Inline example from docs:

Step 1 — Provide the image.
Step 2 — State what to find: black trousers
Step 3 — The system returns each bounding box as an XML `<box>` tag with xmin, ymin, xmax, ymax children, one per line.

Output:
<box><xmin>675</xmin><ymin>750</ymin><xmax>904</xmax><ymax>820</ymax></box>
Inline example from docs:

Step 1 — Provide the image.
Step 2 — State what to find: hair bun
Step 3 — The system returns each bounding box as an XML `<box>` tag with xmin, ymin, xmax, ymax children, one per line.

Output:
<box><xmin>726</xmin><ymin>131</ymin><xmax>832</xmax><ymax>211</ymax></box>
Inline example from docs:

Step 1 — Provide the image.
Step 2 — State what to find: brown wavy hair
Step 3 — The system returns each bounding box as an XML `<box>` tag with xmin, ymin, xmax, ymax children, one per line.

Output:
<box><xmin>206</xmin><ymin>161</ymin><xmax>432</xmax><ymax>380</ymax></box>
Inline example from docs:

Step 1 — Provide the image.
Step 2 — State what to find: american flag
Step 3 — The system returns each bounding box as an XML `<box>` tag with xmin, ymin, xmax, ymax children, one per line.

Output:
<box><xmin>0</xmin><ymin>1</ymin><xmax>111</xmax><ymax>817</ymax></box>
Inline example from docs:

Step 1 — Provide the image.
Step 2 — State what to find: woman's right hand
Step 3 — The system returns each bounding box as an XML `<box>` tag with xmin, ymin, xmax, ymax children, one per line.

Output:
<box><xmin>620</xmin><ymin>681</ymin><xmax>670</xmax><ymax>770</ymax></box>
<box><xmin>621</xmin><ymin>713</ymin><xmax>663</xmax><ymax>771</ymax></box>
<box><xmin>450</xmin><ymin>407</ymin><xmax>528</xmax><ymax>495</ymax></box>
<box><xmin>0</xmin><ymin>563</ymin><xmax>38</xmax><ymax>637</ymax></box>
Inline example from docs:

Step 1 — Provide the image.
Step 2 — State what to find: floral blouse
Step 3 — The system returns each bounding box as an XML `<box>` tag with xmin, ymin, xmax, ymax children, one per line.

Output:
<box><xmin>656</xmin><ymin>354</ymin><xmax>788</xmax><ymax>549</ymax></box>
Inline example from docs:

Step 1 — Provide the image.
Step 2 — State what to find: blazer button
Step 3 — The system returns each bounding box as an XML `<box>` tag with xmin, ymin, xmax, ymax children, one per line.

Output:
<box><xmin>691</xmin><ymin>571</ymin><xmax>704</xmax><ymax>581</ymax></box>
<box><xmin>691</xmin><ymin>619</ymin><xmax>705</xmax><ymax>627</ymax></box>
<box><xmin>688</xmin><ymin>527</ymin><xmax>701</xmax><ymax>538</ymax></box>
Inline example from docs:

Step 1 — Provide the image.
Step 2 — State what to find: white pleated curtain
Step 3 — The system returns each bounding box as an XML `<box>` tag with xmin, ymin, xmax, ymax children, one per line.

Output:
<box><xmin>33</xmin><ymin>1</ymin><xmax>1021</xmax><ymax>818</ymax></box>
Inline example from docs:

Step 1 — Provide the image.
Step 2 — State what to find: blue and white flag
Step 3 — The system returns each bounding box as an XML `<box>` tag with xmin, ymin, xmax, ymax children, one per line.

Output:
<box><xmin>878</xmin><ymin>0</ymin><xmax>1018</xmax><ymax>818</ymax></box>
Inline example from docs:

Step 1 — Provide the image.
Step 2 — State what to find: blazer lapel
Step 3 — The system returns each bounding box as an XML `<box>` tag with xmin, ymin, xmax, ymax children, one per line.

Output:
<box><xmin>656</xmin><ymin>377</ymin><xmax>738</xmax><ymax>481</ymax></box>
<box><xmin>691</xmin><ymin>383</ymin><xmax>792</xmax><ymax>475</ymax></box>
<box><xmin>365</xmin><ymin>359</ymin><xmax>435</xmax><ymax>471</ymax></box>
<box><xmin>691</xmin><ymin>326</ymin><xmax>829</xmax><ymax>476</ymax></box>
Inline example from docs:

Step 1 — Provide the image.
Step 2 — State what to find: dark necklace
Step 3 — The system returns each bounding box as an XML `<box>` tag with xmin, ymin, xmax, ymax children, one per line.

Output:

────────

> _Problem statement_: Beginning with the first line above, could you copy every line exactly, up to and including the one with "Step 2 — State what to find: woman's"?

> _Output for this exercise_:
Inline example from docs:

Step 1 — Provide the image.
Step 2 — State what to find: black trousers
Step 3 — The system returns each bounding box as an XML `<box>` tag with xmin, ymin, xmax, ymax children, one per line.

Output:
<box><xmin>675</xmin><ymin>750</ymin><xmax>904</xmax><ymax>820</ymax></box>
Inline example from docs:

Step 1 — Provide the image.
Step 2 — State what to find: hair bun
Step 3 — The system returns each bounding box as an XML `<box>` tag with xmin, ymin, xmax, ymax children, one per line.

Output:
<box><xmin>726</xmin><ymin>131</ymin><xmax>832</xmax><ymax>211</ymax></box>
Inline example from docs:

Step 1 — Provide the image.
Step 2 — State what to find: brown wavy hair
Step 3 — The system returns each bounding box as an XML `<box>` tag with xmin, ymin, xmax, ymax children, one per line.

Output:
<box><xmin>206</xmin><ymin>161</ymin><xmax>432</xmax><ymax>380</ymax></box>
Inline example from docs:

Step 1 — Provide the image.
Step 2 — State what to find: american flag
Step 3 — The system returns each bounding box as an XML `<box>` tag with xmin, ymin, xmax, ymax children, one per line.

Output:
<box><xmin>0</xmin><ymin>1</ymin><xmax>111</xmax><ymax>817</ymax></box>
Inline example from docs:

Step 1 — Provide the image.
Step 2 — State what to find: woman's right hand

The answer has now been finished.